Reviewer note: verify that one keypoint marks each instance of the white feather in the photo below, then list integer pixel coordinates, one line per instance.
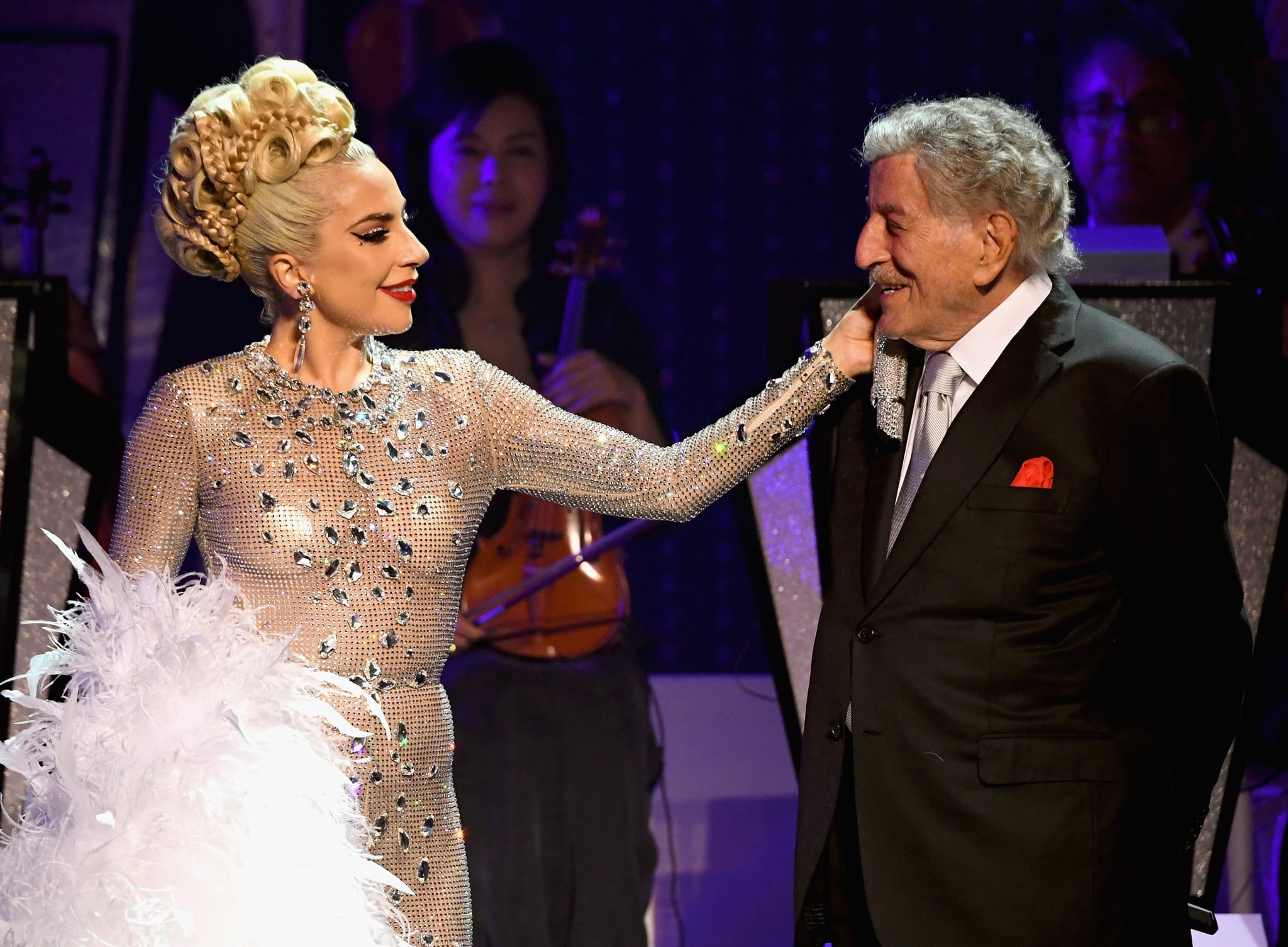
(189, 790)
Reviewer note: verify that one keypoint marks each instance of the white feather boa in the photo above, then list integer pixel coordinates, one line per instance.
(187, 790)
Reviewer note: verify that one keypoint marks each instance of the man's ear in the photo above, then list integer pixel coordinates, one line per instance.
(286, 271)
(997, 235)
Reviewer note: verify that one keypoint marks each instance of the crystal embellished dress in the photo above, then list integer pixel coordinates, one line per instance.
(347, 520)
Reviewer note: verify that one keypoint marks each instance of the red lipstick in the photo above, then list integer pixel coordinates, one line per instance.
(402, 291)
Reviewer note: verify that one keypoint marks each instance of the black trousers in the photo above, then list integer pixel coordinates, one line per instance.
(836, 899)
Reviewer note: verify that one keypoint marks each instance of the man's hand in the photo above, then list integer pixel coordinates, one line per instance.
(467, 634)
(853, 342)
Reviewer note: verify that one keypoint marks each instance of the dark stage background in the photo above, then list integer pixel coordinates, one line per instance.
(719, 134)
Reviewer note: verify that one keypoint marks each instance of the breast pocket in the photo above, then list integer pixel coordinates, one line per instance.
(1019, 499)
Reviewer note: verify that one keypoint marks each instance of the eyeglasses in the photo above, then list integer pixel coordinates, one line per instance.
(1103, 114)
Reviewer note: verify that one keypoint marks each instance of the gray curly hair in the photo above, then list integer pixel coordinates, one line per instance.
(977, 155)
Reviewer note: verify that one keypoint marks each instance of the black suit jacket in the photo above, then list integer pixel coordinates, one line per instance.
(1043, 682)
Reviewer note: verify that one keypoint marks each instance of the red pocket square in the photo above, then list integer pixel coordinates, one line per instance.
(1036, 472)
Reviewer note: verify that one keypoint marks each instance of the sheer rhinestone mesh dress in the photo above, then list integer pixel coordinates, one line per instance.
(347, 520)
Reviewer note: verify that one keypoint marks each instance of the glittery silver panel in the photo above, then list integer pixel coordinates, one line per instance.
(785, 518)
(1183, 325)
(1257, 491)
(350, 520)
(833, 311)
(8, 323)
(57, 503)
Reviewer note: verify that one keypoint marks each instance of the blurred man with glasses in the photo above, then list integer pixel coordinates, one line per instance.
(1135, 128)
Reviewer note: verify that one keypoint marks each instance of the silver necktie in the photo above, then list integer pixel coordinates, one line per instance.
(938, 387)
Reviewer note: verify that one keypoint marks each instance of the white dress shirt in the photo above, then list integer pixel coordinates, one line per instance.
(979, 349)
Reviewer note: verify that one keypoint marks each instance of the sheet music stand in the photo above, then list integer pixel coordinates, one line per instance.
(60, 450)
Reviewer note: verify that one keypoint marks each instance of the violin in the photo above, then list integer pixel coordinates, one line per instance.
(584, 607)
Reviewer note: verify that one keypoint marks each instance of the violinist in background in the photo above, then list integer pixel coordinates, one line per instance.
(555, 759)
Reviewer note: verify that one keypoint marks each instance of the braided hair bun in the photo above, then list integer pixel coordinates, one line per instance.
(235, 142)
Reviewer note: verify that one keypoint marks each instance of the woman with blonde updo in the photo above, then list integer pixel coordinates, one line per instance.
(336, 485)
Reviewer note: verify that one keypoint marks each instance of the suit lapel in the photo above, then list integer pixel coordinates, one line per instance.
(974, 440)
(882, 488)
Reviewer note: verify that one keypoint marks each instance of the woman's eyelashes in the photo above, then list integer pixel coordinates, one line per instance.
(378, 235)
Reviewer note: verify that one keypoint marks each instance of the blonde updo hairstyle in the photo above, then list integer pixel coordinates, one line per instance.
(247, 181)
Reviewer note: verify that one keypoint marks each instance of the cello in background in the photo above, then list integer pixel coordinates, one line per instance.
(584, 610)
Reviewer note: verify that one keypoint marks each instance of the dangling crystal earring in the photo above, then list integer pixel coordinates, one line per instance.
(306, 323)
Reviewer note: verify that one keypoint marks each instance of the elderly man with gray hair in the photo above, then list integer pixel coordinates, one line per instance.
(1032, 650)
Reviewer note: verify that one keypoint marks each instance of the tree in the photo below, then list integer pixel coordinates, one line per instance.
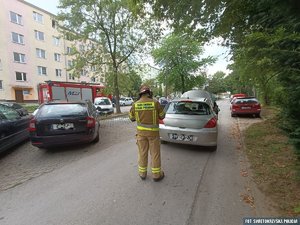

Your instructions
Output each record above exactly as written. Skip any pictures.

Result of the exercise
Reviewer note: verify that one keypoint marks each instance of the white feather in the photo below, then list integer pixel coordinates, one line per instance.
(189, 790)
Reviewer note: verify that one keypoint marks each instance of the white feather boa in the photo above, then list integer pixel coordinates, one line per instance.
(187, 790)
Reviewer note: verify that one keypoint marks each instance of the man's ear in the photo above, then list integer pixel coordinates, one line per instance.
(286, 271)
(997, 235)
Reviewer note: verify that one keypoint marks each instance of the crystal embellished dress in the photo above, then list integer pixel coordinates, one line per instance.
(347, 520)
Reviewer note: verify that one keypoint marks each instance of the red lipstick in the photo above, then list integer pixel coordinates, one line per instance.
(402, 291)
Reviewer note: verify that one keypoint marks each instance of the black trousers in the photo above, then list integer pixel coordinates, one line per instance.
(836, 899)
Reviewer note: verify that one keypoint marks each instance of the man's hand in the photo above, then list integer pixel coordinates, one line per instance.
(467, 634)
(853, 342)
Reviewer note: verify that one keypoint marks each instance of the dark stage background in the photo above, then list integer pixel coordinates, one line per instance.
(719, 134)
Reviewer note: verify that one keypoint marks each instance of the breast pocket in the photo above, then list integer pixel coordinates, one line per instance.
(1019, 499)
Reviewer note: verify that one keypoint marks each instance of the eyeglasses in the photo above, then list integer pixel coordinates, one line per instance.
(1103, 114)
Reviewer note: verify that one keypoint marks each instance of the gray curly hair in the photo above, then list integer pixel coordinates, one line per instance.
(977, 155)
Reviewer note: verify that one keypoint marks each instance of the black suit jacket in the photo above, then list integer pixel coordinates, one line per instance.
(1043, 682)
Reviewer note: verify that one keypoint marks each instance of the red pocket square in the photo above, then list integer pixel coordinates, one line per instance.
(1036, 472)
Reviewer note: verify that one keypoint marks each instance of the sheer rhinestone mesh dress in the photo above, then list integer pixel coordinates, one line per instance.
(347, 520)
Reviewer note: verify that one keypoint marks each instance of the glittery silver panel in the photo above, then list integer pixel coordinates, one line per instance.
(785, 518)
(1183, 325)
(1257, 491)
(350, 520)
(833, 311)
(8, 323)
(57, 503)
Reviewer note: verify that one keypoint marks each instance of the blurred man with glasses in the photo above, then list integer pixel coordinates, one line per instance.
(1135, 128)
Reviewer note: verify that one keypoint marks each instance of the silver necktie in the photo above, then list integer pixel coordinates, one line per instance.
(938, 387)
Reviewer note: verify that one keypoint marks each instance of the white dress shirt in the photo above, then list integer pixel coordinates, one line per instance.
(979, 349)
Reviewer note: verify that one keypoint marks each instance of the sheet music stand in the photo above, then list integer pixel coordinates, one line per instance.
(60, 450)
Reviewer note: verify that one keypoint marks each instance of the violin in the photo above, then list integer pixel coordinates, one line per instance.
(584, 607)
Reviewer note: verify that one keypoint marks each instance of the violinist in background in the photo above, then list integer pixel coordinates, one line per instance.
(555, 759)
Reviewer note: verify that one keypoint marks each instance of the braided hair bun in the photo above, then list integer pixel coordinates, one line per instance.
(235, 142)
Reviewer note: verify that one keypoint marks each instance of the woman with blonde updo in the photo above, then list integer pixel coordinates, one line per instance.
(336, 485)
Reviewer note: verify that one keypoint marks each instance of the suit lapel in the photo above, then list integer pixel coordinates, one line per instance.
(974, 440)
(882, 488)
Reviewer note: verify that one keypoint marks each instance of the woman's eyelashes in the photo above, then list integer pixel coordinates, one line per instance.
(378, 235)
Reviewer note: verify that one keypoint marks each instance of the blonde updo hairstyle in the photo above, then list integer pixel coordinates, one line per instance.
(247, 181)
Reviewer note: verify that one keypoint marks each instance of the cello in background in the photo above, then list integer pixel coordinates, one line per instance.
(584, 610)
Reviewer note: verify that one keypoint marks each instance of the dangling crystal earring in the photo above, then list integer pixel coordinates, one line per instance.
(306, 323)
Reviewer note: verify that one keypoint marks each instance of the elderly man with gray hair in the photo above, then list integer pixel coordinates, one line per instance.
(1032, 650)
Reviewer note: verify that one keypoint marks each instance of the tree in the photo below, then list integer pixel coordinates, one line per instance.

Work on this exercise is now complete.